* **Texto do documento**
--------------------------------------------------
Passa-se agora a analisar o postulado que mais interessa no presente trabalho, que é o da ponderação.
A ponderação é a técnica usada para dirimir o conflito de normas, ela atribui uma dimensão de peso para as normas em conflito para que concretamente uma venha a prevalecer, decidindo o caso. Tanto nas regras quanto nos princípios a ponderação será feito no caso concreto, já que em tese todas as normas estão em harmonia no mundo abstrato. Só é razoável falar em ponderação partindo-se da premissa que as normas não são absolutas, tanto os princípios quanto as regras são passíveis de relativização concretamente. Assim entende Alexy (2010):
Se existem princípios absolutos, então, a definição de princípios deve ser modificada, pois se um princípio tem precedência em relação a todos os outro em caso de colisão, até mesmo em relação ao princípio que estabelece que as regras devem ser seguidas, nesse caso, isso significa que sua realização não conhece nenhum limite jurídico, apenas limites fáticos. Diante disso, o teorema da colisão não seria aplicável. (ALEXY, 2010, p. 111)
Podem-se apontar três etapas para estruturar a ponderação; a primeira é reconhecer no ordenamento jurídico quais normas podem ser aplicadas no caso, ou seja, estabelecer quais os objetos de sopesamento que o intérprete irá utilizar concretamente. Ávila (2010, p.146) chama essa etapa de preparação da ponderação.
Em segundo lugar, o intérprete irá relacionar esses objetos, criando argumentações para que se possa realizar posteriormente a relação com o caso concreto. A essa etapa Ávila (2010, p.146) denomina realização da ponderação.
A terceira etapa trata-se de realizar a ponderação com relação aos fatos reais que norteiam o caso em análise, é o momento do sopesamento das normas, em que uma delas prevalecera, sendo que todas permanecerão com validade para além do caso. Ávila (2010, pg.146) denomina essa etapa reconstrução da ponderação.
Passemos ao próximo capítulo, onde será utilizado o postulado da ponderação e suas etapas a luz do caso concreto.
No caso em análise, pode-se observar a colisão de alguns princípios. O conflito se dá entre o interesse financeiro do Estado e o direito público subjetivo à saúde.
O município de Porto Alegre, ao negar o fornecimento do medicamento, alega em sua defesa que a decisão recorrida fere o princípio da separação dos poderes, além de não responsabilizar as outras esferas federativas à prestação dos medicamentos solicitados. Contrapondo esta alegação, em seu voto, o ministro relator Celso de Mello reconhece que o município de Porto Alegre, solidariamente com o estado do Rio Grande do Sul, tem a obrigação de fornecer gratuitamente os medicamentos para o tratamento da AIDS para pessoas carentes.
--------------------------------------------------
Dados de máscaras de segmentação
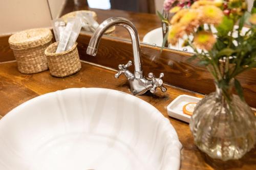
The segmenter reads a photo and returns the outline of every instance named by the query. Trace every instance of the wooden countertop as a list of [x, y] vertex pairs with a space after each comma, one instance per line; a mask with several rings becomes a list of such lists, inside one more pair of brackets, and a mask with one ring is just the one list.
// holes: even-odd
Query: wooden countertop
[[[39, 95], [72, 87], [110, 88], [130, 93], [126, 78], [116, 79], [113, 71], [82, 63], [81, 70], [71, 76], [58, 78], [49, 71], [32, 75], [20, 73], [15, 62], [0, 63], [0, 115], [4, 116], [20, 104]], [[179, 95], [202, 97], [200, 94], [166, 85], [167, 91], [155, 95], [147, 93], [137, 97], [156, 107], [167, 117], [176, 130], [183, 145], [181, 169], [256, 169], [254, 148], [239, 160], [221, 162], [213, 160], [199, 151], [194, 144], [188, 124], [169, 117], [166, 106]], [[0, 120], [1, 121], [1, 120]]]

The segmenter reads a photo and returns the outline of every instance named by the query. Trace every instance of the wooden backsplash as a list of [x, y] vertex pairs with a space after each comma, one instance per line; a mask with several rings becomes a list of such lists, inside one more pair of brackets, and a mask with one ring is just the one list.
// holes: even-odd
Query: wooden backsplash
--------------------------------------------------
* **Problema a resolver**
Troque "colisão" por "tensão" e reescreva o trecho do texto sobre a ponderação que vai de "Passemos ao próximo" até "subjetivo à saúde.", inclusive.

* **Resposta escrita**
Passemos ao próximo capítulo, onde será utilizado o postulado da ponderação e suas etapas a luz do caso concreto.
No caso em análise, pode-se observar a tensão de alguns princípios. O conflito se dá entre o interesse financeiro do Estado e o direito público subjetivo à saúde.